▶ Input records:

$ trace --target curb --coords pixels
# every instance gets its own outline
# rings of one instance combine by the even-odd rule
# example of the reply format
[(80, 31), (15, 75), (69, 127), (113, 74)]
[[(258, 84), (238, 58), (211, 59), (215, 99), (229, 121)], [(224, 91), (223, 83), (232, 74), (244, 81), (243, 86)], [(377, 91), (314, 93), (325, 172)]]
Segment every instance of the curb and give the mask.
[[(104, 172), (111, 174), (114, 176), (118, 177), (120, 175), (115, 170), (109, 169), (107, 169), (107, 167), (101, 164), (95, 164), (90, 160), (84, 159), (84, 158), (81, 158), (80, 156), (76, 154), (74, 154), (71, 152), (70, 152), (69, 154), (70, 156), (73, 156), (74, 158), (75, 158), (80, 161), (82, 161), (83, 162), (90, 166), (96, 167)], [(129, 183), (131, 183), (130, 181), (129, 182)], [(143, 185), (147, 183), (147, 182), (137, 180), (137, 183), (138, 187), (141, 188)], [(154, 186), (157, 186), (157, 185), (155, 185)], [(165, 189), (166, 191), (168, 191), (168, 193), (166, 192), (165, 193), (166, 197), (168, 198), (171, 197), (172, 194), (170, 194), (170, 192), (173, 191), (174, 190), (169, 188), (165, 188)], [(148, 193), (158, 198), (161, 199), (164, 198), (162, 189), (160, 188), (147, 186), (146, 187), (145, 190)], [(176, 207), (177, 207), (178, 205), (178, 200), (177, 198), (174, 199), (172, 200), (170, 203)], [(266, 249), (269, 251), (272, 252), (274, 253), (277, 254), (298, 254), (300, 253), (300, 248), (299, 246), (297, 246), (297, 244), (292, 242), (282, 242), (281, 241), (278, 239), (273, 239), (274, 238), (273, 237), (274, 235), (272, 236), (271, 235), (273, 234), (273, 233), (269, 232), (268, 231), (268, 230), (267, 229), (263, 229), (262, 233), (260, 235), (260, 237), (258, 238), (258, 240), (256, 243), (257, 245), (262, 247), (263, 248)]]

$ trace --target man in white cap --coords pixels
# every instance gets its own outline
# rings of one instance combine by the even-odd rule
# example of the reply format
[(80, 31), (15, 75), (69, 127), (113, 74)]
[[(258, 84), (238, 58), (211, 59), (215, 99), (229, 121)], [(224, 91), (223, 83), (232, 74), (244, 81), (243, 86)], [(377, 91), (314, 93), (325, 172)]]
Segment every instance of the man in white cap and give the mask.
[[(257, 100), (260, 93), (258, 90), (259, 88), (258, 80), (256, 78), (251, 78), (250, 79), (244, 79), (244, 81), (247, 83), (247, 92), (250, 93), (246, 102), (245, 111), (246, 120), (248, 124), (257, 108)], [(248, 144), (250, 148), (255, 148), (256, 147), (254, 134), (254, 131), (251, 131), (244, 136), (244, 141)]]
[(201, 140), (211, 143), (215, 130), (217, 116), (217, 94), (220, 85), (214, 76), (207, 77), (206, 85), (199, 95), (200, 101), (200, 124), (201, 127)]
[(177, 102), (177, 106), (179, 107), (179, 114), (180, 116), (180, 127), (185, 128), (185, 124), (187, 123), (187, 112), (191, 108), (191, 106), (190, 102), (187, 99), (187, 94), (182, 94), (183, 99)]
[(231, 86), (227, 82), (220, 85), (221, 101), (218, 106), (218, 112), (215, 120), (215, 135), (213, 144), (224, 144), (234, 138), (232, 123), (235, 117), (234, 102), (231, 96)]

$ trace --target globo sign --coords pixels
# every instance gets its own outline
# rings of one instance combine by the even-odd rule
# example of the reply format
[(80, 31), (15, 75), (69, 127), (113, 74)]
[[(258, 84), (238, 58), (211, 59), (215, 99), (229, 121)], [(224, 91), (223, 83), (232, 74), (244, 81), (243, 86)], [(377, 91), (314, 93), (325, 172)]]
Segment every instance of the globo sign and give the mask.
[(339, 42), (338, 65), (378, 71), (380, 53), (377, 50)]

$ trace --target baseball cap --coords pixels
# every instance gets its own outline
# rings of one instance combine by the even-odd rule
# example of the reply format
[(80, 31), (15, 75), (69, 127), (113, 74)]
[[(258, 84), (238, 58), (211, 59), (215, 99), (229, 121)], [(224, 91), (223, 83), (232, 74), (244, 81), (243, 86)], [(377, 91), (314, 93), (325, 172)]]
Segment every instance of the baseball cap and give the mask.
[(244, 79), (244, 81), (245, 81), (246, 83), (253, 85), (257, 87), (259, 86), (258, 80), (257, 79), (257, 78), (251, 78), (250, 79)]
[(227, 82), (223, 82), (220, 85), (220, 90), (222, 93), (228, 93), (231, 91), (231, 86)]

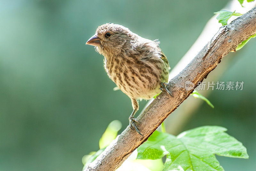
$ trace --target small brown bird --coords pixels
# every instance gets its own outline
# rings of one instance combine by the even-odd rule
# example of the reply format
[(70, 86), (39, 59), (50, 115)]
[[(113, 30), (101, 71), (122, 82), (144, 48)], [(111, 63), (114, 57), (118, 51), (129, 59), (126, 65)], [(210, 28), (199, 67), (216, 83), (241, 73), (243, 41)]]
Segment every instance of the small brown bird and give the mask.
[(104, 56), (104, 67), (109, 78), (131, 98), (133, 111), (129, 127), (143, 136), (134, 122), (139, 99), (149, 100), (165, 91), (169, 66), (157, 40), (151, 41), (133, 33), (121, 25), (106, 23), (99, 26), (86, 44), (96, 47)]

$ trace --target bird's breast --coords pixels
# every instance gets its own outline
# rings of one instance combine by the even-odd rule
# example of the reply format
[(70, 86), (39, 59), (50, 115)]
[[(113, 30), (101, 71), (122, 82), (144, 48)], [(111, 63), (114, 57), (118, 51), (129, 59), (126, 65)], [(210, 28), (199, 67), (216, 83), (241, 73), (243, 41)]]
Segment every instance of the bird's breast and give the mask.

▶ What you have to do:
Could you change every "reply format" in the listing above to "response format" and leave everything else untouched? Leave the pictures out.

▶ Answer:
$ trace --target curb --coords pixels
# every instance gets its own outline
# rings of one instance combine by the even-odd rule
# example of the response format
[(80, 31), (15, 75), (69, 127), (113, 74)]
[[(258, 84), (238, 58), (211, 59), (215, 99), (229, 121)], [(224, 91), (223, 83), (232, 74), (244, 81), (243, 86)], [(377, 91), (314, 93), (325, 172)]]
Segment every instance of the curb and give the mask.
[[(104, 172), (111, 174), (114, 176), (118, 177), (120, 175), (115, 170), (109, 169), (107, 169), (107, 167), (101, 164), (95, 164), (90, 160), (84, 159), (84, 158), (81, 158), (80, 156), (76, 154), (74, 154), (71, 152), (70, 152), (69, 154), (70, 156), (73, 156), (74, 158), (75, 158), (80, 161), (82, 161), (83, 162), (90, 166), (96, 167)], [(129, 183), (131, 183), (130, 181), (129, 182)], [(143, 185), (147, 183), (147, 182), (137, 180), (137, 183), (138, 187), (141, 188)], [(154, 186), (157, 186), (157, 185), (155, 185)], [(165, 189), (166, 191), (168, 191), (168, 193), (166, 192), (165, 193), (166, 197), (168, 198), (171, 197), (172, 194), (170, 194), (170, 192), (173, 191), (174, 190), (169, 188), (165, 188)], [(148, 193), (158, 198), (161, 199), (164, 198), (162, 189), (160, 188), (147, 186), (146, 187), (145, 190)], [(176, 207), (177, 207), (178, 205), (178, 200), (177, 198), (174, 199), (172, 200), (170, 203)], [(266, 249), (269, 251), (272, 252), (274, 253), (277, 254), (298, 254), (300, 253), (300, 248), (299, 246), (297, 246), (297, 244), (292, 242), (282, 242), (281, 241), (278, 239), (273, 239), (274, 238), (273, 237), (274, 235), (272, 236), (271, 235), (273, 234), (273, 233), (269, 232), (268, 231), (268, 230), (267, 229), (263, 229), (262, 233), (260, 235), (260, 237), (258, 238), (258, 240), (256, 243), (257, 245), (262, 247), (263, 248)]]

$ trace --target man in white cap --coords pixels
# every instance gets its own outline
# rings of one instance combine by the even-odd rule
# example of the response format
[(80, 31), (15, 75), (69, 127), (113, 74)]
[[(258, 84), (238, 58), (211, 59), (215, 99), (229, 121)], [(224, 91), (223, 83), (232, 74), (244, 81), (243, 86)], [(377, 91), (314, 93), (325, 172)]]
Segment every instance of the man in white cap and give the mask.
[[(257, 100), (260, 93), (258, 90), (259, 88), (258, 80), (256, 78), (251, 78), (250, 79), (244, 79), (244, 81), (247, 83), (247, 92), (250, 93), (246, 102), (245, 111), (246, 120), (248, 124), (257, 108)], [(248, 144), (250, 148), (255, 148), (256, 147), (254, 134), (254, 131), (251, 131), (244, 136), (244, 141)]]
[(201, 140), (211, 143), (215, 130), (217, 116), (217, 94), (220, 85), (214, 76), (207, 77), (206, 85), (199, 95), (200, 101), (200, 124), (201, 127)]
[(177, 102), (177, 106), (179, 107), (179, 114), (180, 116), (180, 127), (185, 128), (185, 124), (187, 123), (187, 112), (191, 108), (191, 106), (190, 102), (187, 99), (187, 94), (182, 94), (183, 99)]
[(231, 86), (227, 82), (220, 85), (221, 101), (218, 106), (218, 112), (215, 120), (215, 135), (213, 144), (224, 144), (234, 138), (232, 123), (235, 117), (234, 102), (231, 96)]

$ trace --target globo sign --coords pixels
# every instance gets its own outline
# rings of one instance combine by the even-odd rule
# example of the response format
[(80, 31), (15, 75), (69, 127), (113, 74)]
[[(258, 84), (238, 58), (211, 59), (215, 99), (229, 121)], [(224, 91), (223, 83), (232, 74), (244, 81), (243, 86)], [(377, 91), (314, 93), (325, 172)]]
Segment every instance of the globo sign and give the mask.
[(339, 42), (338, 65), (378, 71), (380, 53), (377, 50)]

$ trace --target baseball cap --coords pixels
# every instance gets its own outline
# rings of one instance combine by the even-odd rule
# example of the response format
[(80, 31), (15, 75), (69, 127), (113, 74)]
[[(258, 84), (238, 58), (211, 59), (215, 99), (229, 121)], [(224, 91), (223, 83), (232, 74), (244, 81), (243, 86)], [(377, 91), (314, 93), (325, 172)]]
Segment every instance of the baseball cap and give the mask.
[(244, 79), (244, 81), (245, 81), (246, 83), (253, 85), (257, 87), (259, 86), (258, 80), (257, 79), (257, 78), (251, 78), (250, 79)]
[(227, 82), (223, 82), (220, 85), (220, 90), (222, 93), (228, 93), (231, 91), (231, 86)]

$ trace --target small brown bird --coords pixels
# every instance gets its own outline
# rings of one instance combine by the even-odd rule
# example of the response format
[(70, 86), (39, 59), (50, 115)]
[[(113, 30), (101, 71), (122, 82), (144, 48)], [(111, 63), (114, 57), (118, 51), (129, 59), (126, 65)], [(210, 28), (199, 67), (216, 83), (241, 73), (243, 41)]]
Segment every instance of the small brown bird and give the mask.
[(104, 56), (104, 67), (109, 78), (131, 98), (133, 111), (129, 127), (143, 136), (134, 122), (139, 99), (149, 100), (165, 91), (169, 66), (157, 40), (151, 41), (133, 33), (121, 25), (106, 23), (99, 26), (86, 44), (96, 47)]

$ trace --target bird's breast --coords pixels
# every instance gets its own outline
# rings of one instance combine by the even-odd rule
# example of the response format
[(70, 86), (39, 59), (50, 115)]
[[(113, 30), (101, 71), (122, 82), (144, 48)], [(111, 63), (114, 57), (118, 51), (129, 59), (126, 65)], [(210, 28), (199, 67), (216, 83), (241, 73), (243, 41)]]
Segment every instance of the bird's breast and give the mask.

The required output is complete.